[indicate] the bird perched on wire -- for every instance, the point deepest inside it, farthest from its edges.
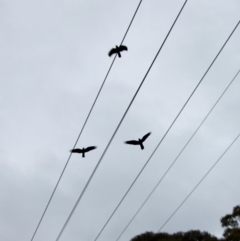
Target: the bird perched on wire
(90, 148)
(117, 50)
(140, 141)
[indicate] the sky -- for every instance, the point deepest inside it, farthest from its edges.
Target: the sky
(54, 57)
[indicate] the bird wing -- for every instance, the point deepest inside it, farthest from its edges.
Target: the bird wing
(76, 150)
(122, 47)
(90, 148)
(111, 52)
(146, 136)
(132, 142)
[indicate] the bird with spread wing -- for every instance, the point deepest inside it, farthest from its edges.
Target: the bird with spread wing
(90, 148)
(140, 141)
(117, 50)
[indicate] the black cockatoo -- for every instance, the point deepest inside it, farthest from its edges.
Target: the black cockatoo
(140, 141)
(117, 50)
(83, 150)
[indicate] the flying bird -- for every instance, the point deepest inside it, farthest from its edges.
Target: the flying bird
(140, 141)
(90, 148)
(117, 50)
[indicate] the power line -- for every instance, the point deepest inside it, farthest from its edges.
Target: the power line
(89, 180)
(198, 183)
(84, 123)
(177, 156)
(164, 134)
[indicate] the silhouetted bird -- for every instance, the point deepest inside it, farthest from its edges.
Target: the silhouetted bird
(117, 50)
(83, 150)
(140, 141)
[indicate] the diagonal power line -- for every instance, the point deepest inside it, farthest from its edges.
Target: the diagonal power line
(164, 134)
(80, 133)
(198, 183)
(153, 190)
(111, 139)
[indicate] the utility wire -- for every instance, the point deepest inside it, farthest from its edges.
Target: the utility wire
(84, 123)
(177, 156)
(198, 184)
(164, 134)
(89, 180)
(148, 159)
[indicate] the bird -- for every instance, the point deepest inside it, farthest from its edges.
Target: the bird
(117, 50)
(90, 148)
(140, 141)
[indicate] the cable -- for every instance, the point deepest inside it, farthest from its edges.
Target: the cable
(163, 136)
(84, 124)
(177, 156)
(198, 184)
(89, 180)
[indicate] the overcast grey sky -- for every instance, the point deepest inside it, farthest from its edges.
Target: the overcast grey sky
(53, 61)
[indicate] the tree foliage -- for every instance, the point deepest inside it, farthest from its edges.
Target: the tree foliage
(230, 223)
(193, 235)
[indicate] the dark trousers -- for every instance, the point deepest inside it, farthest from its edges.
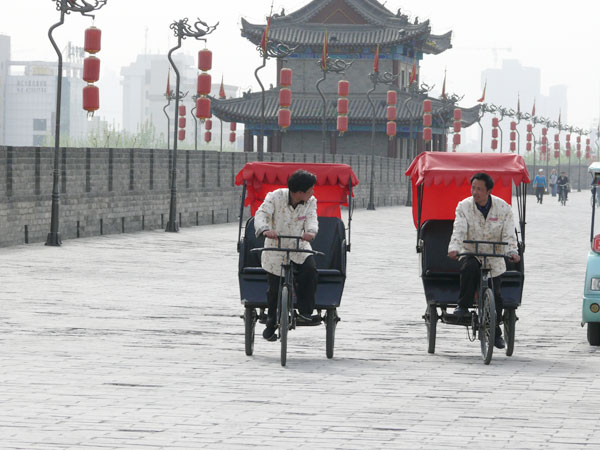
^^^^^^^^^^^^^^^^
*Required work*. Output all of the records above word for word, leaving out the pictures.

*Response to the task*.
[indicate] the bird perched on wire -- for every instance, the point deepest inside it, farthest from its edges.
Target: the bird perched on wire
(90, 148)
(117, 50)
(140, 141)
[indicate] the sky -- for every instance, the point deepest inside it, farthest from its edges.
Target: the sky
(54, 57)
[indicate] the bird wing -- for every instance, the point deepest inside it, farthest from its edges.
Target: the bird wing
(76, 150)
(122, 47)
(90, 148)
(111, 52)
(146, 136)
(132, 142)
[indicate] the bird with spread wing -- for every instance, the point deepest inside it, farthest from its edges.
Target: the bird with spread wing
(90, 148)
(140, 141)
(117, 50)
[indicate] the black cockatoo -- for every instance, the point deepest inside it, farthest from its edges.
Target: the black cockatoo
(140, 141)
(117, 50)
(83, 150)
[indicate] the flying bird -- for every instance, the point deepest inside it, farthest from its edges.
Target: the flying bird
(140, 141)
(90, 148)
(117, 50)
[indicate] the power line -- for every instance, the point deepest inside it, farthest from its edges.
Target: the power line
(89, 180)
(198, 183)
(84, 123)
(177, 156)
(164, 134)
[indicate] the silhouetted bird -- for every instance, the point deepest inside it, farthest from its edges.
Target: the silhouetted bird
(117, 50)
(83, 150)
(140, 141)
[indicate] the diagonal power line -- for every instance, the point deepest inside it, farthest from its edges.
Target: the diagonal power line
(164, 134)
(80, 133)
(198, 183)
(153, 190)
(111, 139)
[indicate] the utility wire -- for every instance, the point deepest inside it, farthest from its edges.
Target: the utility wire
(84, 123)
(177, 156)
(198, 184)
(164, 134)
(89, 180)
(148, 159)
[indicate] the bird -- for every instance, the point deepest inside it, farthest from its edges.
Target: the bird
(117, 50)
(90, 148)
(140, 141)
[indicate] the cable -- for every instance, the point deepest inside it, farthest from its edges.
Target: the cable
(163, 136)
(84, 124)
(177, 156)
(198, 184)
(89, 180)
[indicate] the overcast grey sky -- for every instance, the point deepest inside it, farthest from its edges.
Target: the overcast grey sky
(53, 61)
[indicate] the tree foliage -- for every instance, the point deepest inside it, farthest from its edges.
Target: the tree foliage
(230, 223)
(193, 235)
[indicate] the dark trousers -- for every instance, the point deepest inside it, farthest from its edges.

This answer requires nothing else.